Activity: Write out each line of the entries below that holds the word "yellow".

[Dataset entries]
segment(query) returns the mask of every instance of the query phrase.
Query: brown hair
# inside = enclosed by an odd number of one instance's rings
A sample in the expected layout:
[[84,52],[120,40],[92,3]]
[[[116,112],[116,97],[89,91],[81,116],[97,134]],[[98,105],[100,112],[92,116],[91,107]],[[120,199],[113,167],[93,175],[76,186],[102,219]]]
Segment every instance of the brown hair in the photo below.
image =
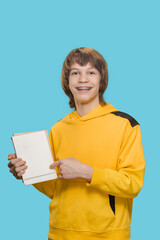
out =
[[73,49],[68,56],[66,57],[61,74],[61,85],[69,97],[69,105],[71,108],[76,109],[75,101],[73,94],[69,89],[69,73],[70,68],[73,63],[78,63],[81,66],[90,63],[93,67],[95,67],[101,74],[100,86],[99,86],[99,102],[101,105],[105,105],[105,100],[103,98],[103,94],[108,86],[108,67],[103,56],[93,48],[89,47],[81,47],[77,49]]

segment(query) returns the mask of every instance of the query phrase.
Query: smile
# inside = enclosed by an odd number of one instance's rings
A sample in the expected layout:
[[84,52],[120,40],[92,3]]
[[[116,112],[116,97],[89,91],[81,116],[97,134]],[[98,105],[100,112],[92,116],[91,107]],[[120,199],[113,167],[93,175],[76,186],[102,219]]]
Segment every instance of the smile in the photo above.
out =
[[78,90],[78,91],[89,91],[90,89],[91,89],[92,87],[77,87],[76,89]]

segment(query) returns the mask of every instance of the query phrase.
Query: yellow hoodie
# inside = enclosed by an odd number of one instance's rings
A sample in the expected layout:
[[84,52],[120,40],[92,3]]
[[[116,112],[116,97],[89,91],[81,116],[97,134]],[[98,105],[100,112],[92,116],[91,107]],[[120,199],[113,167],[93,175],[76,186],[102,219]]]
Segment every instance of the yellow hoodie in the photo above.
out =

Result:
Query: yellow hoodie
Segment every instance of the yellow hoodie in the photo above.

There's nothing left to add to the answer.